# BEREITGESTELLTE ZEILEN
──────

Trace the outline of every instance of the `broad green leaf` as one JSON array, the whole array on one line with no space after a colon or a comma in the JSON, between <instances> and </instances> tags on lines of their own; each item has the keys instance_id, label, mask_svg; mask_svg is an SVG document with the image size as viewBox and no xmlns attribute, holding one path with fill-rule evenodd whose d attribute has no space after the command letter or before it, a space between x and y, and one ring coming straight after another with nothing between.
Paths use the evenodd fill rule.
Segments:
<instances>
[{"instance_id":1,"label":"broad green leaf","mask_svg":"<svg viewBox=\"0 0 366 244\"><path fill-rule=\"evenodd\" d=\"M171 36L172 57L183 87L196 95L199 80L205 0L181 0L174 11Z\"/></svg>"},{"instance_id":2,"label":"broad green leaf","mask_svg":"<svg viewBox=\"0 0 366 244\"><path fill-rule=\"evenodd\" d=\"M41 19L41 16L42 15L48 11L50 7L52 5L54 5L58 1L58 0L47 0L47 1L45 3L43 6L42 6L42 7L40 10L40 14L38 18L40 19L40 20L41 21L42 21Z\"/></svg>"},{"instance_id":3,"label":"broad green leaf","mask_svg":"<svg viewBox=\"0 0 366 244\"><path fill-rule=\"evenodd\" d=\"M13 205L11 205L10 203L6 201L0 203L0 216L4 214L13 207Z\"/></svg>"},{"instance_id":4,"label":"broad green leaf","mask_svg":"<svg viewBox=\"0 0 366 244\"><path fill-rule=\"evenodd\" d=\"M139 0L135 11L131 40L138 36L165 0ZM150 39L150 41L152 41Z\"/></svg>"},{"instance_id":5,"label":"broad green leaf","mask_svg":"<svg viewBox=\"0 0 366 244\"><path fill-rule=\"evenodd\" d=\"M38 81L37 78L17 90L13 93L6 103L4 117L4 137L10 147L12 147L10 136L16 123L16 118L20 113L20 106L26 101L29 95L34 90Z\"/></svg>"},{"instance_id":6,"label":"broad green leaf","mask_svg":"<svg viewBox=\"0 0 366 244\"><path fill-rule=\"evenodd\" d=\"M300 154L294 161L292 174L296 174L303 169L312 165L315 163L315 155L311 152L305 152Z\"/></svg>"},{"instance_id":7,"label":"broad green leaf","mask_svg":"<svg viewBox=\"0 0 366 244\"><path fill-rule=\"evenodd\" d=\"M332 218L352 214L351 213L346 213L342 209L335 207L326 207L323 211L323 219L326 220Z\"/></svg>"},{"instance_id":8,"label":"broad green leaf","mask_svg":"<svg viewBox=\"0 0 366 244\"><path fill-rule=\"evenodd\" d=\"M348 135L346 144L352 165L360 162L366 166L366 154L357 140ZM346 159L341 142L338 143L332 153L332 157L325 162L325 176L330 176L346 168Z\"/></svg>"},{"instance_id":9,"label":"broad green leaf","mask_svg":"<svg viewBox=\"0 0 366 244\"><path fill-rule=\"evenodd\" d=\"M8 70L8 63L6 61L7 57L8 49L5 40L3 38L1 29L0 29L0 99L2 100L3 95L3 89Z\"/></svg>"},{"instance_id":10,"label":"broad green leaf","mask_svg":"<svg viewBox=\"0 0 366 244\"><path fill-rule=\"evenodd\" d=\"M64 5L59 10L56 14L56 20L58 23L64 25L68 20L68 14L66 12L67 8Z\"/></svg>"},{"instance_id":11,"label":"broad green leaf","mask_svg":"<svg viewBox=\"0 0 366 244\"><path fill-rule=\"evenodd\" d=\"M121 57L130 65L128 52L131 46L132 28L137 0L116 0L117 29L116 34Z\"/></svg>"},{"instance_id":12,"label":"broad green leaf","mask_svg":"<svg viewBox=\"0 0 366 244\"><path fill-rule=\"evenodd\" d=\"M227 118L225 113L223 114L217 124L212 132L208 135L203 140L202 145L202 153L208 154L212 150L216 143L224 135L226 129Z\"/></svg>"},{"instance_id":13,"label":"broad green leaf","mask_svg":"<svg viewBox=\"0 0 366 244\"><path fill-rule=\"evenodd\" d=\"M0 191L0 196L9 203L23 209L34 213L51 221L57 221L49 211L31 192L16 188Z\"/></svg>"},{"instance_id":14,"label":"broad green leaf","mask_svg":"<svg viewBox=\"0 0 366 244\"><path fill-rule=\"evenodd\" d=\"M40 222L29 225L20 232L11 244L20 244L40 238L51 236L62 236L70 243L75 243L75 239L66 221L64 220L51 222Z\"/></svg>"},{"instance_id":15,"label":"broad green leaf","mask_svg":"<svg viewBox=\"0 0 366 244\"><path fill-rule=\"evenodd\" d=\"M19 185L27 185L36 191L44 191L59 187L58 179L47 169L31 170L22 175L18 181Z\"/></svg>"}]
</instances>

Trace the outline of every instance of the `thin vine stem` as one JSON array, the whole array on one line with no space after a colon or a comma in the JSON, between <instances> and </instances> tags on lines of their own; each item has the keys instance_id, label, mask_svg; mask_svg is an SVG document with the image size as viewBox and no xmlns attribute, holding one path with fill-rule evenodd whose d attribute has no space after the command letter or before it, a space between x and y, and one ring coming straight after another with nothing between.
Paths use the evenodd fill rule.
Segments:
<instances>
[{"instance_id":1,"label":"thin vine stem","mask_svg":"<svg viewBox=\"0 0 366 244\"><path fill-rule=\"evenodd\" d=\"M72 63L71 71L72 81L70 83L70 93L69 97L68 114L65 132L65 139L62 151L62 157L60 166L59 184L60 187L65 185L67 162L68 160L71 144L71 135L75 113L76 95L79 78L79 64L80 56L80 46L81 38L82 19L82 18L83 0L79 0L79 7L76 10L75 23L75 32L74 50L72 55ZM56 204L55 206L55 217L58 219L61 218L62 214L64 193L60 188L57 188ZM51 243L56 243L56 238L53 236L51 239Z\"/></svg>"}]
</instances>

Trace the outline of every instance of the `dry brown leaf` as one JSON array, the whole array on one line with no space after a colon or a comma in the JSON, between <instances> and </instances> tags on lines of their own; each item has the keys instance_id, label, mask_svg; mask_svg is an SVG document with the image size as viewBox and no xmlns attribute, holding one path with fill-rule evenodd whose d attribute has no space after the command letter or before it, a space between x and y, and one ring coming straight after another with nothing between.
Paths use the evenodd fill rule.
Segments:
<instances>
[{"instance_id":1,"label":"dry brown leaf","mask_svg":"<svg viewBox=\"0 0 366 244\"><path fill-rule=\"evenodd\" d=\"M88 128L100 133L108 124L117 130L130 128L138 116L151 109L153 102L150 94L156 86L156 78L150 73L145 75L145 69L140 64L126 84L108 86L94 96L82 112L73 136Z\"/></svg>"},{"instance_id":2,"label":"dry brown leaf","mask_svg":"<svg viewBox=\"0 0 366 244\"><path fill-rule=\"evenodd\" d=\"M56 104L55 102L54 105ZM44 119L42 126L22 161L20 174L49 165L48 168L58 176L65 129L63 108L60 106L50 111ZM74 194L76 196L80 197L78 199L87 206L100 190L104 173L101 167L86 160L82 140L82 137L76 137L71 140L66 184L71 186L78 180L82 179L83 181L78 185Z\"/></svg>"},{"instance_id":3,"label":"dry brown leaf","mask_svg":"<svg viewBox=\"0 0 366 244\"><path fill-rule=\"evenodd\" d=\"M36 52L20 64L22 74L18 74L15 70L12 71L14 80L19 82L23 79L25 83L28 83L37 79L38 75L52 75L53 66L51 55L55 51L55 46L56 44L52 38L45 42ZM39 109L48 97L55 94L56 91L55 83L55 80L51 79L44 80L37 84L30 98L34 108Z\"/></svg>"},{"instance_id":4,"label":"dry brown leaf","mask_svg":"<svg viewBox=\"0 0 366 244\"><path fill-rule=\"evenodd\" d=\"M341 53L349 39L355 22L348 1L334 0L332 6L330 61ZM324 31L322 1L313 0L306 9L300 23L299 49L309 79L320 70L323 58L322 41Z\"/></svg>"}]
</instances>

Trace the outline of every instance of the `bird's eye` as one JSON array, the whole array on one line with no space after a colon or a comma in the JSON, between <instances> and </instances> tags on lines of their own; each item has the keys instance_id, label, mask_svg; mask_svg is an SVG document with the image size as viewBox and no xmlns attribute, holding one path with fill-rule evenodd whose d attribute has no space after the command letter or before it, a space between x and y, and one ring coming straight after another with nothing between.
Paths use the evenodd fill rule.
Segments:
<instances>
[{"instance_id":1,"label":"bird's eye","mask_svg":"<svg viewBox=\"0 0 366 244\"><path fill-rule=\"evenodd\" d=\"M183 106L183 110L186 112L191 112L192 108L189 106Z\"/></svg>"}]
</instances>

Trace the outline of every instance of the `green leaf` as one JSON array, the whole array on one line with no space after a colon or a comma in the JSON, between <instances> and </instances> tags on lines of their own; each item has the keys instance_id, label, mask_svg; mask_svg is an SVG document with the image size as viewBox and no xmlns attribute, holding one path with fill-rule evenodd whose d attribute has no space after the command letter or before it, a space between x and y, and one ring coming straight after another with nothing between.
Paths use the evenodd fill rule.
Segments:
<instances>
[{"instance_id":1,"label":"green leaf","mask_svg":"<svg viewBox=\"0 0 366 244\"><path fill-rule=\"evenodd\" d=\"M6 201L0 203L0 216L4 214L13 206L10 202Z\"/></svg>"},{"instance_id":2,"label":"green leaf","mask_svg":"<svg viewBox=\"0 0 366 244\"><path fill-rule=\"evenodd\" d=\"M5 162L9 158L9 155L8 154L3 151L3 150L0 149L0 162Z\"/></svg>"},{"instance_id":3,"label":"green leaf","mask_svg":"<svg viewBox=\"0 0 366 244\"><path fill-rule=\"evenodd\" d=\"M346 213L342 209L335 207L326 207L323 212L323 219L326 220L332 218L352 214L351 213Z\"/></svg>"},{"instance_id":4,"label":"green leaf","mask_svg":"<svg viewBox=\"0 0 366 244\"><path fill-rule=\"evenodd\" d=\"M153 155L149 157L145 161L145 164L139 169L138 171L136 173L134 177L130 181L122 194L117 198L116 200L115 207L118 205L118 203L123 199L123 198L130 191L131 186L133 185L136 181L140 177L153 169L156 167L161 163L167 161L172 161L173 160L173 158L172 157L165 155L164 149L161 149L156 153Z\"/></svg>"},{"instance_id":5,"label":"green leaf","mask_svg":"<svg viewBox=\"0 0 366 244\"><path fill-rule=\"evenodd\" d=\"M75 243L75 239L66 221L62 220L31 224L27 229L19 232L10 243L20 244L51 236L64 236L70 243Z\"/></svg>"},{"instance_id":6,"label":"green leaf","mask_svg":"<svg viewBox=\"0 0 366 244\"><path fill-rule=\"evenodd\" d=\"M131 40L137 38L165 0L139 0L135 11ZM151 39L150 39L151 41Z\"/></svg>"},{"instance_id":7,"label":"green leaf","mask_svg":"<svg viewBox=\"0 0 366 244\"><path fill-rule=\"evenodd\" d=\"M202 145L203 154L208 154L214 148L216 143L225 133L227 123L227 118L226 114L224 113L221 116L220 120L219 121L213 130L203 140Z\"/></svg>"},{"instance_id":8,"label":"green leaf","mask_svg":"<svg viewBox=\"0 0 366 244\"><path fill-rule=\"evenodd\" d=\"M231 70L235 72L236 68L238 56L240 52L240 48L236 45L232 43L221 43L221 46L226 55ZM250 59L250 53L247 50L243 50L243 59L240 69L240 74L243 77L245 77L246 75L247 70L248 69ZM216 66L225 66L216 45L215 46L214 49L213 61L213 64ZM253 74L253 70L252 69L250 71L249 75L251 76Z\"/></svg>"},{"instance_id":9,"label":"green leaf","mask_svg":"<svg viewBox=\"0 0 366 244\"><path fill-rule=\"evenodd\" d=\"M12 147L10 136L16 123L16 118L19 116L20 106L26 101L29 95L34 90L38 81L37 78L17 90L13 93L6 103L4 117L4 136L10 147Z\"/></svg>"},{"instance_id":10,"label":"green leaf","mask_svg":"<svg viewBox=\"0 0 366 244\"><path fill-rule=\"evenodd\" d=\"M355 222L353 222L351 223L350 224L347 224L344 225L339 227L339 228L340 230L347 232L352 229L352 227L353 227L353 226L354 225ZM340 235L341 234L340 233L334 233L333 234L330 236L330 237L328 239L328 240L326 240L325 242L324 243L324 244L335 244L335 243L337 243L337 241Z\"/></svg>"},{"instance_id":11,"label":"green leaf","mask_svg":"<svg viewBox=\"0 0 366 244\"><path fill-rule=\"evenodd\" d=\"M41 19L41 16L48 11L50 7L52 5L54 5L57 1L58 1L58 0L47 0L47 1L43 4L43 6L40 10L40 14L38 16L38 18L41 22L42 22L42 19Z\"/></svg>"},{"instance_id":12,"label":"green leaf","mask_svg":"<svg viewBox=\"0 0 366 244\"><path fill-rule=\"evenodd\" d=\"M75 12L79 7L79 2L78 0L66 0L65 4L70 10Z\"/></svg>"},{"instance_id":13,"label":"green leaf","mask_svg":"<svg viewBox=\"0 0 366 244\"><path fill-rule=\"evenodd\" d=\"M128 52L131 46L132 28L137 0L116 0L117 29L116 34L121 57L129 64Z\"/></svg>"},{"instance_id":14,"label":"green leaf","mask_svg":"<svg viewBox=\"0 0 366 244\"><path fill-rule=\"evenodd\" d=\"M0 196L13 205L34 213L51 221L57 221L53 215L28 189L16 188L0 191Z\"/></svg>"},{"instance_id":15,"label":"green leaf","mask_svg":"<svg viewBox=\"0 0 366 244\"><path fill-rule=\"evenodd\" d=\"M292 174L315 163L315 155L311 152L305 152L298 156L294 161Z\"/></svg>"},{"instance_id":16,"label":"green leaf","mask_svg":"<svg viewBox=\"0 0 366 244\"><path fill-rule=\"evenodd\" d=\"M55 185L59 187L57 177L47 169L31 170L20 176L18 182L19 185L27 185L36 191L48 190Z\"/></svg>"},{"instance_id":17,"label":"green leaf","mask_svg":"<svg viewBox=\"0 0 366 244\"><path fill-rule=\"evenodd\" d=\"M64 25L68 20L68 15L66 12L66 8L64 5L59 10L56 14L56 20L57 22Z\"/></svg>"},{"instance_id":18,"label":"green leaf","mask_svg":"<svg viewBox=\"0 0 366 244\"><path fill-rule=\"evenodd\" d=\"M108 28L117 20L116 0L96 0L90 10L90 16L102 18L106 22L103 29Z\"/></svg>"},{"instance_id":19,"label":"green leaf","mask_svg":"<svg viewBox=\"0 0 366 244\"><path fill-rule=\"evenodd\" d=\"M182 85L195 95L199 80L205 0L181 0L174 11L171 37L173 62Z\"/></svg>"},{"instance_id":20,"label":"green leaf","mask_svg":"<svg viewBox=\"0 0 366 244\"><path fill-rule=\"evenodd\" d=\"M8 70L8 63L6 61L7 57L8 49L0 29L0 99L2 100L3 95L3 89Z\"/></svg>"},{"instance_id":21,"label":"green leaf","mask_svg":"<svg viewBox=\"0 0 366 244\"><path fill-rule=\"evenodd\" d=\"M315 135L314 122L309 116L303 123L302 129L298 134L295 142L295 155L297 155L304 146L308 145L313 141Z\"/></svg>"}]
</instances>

──────

# AUFGABE
Geben Sie an, in wie vielen Zeilen oben die Zeichenfolge „vine“ vorkommt. Nennen Sie ausschließlich die Zahl.

# ERGEBNIS
2